→ Requirement
Search the material for the string "Each" and reply with how many lines contain it, nothing else.
══ Dataset extract ══
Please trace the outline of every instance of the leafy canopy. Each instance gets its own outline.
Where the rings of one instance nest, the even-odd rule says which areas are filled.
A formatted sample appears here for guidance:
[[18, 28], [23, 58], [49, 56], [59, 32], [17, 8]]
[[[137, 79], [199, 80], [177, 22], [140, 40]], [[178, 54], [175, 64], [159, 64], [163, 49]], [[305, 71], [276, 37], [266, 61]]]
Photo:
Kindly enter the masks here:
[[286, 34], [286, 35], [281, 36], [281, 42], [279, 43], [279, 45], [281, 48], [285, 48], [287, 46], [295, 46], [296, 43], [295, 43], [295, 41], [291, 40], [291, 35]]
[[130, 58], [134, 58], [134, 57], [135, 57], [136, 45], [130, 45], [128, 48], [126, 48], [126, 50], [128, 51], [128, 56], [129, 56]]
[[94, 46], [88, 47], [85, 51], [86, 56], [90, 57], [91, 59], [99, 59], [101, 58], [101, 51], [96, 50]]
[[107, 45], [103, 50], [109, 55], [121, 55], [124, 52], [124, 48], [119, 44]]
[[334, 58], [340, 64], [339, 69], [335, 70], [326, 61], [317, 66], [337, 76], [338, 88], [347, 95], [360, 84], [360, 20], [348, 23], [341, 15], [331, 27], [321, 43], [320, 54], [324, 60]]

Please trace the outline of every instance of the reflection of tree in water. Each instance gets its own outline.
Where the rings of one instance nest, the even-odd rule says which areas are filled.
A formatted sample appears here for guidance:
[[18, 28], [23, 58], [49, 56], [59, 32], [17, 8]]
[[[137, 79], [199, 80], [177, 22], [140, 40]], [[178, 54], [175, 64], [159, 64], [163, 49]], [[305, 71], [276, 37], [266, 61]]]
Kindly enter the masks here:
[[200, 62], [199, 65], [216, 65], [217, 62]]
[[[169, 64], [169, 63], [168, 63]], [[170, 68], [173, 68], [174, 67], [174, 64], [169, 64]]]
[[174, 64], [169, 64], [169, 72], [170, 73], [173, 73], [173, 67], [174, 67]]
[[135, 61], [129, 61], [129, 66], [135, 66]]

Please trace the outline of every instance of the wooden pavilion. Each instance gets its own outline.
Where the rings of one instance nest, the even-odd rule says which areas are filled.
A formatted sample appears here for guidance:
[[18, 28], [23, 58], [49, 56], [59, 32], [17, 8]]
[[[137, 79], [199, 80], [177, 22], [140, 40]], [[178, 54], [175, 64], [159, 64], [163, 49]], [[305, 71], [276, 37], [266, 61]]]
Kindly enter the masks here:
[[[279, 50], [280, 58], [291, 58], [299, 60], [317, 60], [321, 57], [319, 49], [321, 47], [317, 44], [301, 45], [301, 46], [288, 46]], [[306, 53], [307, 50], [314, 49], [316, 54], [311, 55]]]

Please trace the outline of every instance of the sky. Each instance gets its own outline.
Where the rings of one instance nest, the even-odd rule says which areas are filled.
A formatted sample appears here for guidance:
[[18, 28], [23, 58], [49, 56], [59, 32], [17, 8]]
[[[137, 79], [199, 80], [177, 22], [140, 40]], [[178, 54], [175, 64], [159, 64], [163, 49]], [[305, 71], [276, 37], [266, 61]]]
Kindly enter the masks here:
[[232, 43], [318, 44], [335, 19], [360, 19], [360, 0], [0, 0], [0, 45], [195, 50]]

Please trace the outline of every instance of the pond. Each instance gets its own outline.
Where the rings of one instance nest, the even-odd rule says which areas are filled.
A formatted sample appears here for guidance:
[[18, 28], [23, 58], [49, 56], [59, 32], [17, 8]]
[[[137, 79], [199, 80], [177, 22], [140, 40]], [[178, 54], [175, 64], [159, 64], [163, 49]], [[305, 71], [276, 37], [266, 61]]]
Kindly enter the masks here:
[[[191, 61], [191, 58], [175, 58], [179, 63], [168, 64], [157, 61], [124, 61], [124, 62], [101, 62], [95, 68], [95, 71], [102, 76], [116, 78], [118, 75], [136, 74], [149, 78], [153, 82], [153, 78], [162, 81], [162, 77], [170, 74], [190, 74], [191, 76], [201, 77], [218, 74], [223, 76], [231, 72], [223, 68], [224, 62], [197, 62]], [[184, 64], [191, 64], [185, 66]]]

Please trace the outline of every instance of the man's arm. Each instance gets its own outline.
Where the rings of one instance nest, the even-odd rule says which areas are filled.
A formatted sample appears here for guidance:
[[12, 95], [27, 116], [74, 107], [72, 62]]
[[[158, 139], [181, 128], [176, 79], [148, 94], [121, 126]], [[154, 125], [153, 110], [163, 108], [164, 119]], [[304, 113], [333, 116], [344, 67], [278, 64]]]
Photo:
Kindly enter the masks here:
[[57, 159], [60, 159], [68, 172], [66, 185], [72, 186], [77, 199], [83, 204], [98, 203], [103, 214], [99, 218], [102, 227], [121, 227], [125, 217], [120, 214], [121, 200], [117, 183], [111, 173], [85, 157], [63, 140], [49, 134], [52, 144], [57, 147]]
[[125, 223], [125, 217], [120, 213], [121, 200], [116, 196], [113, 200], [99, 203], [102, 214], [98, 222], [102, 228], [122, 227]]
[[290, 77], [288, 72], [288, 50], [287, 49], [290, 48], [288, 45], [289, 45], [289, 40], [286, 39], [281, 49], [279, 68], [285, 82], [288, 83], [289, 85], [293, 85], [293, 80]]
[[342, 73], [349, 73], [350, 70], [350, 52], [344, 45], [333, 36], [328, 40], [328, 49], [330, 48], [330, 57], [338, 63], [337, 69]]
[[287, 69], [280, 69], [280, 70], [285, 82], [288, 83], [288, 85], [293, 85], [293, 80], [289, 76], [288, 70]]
═══
→ Response area
6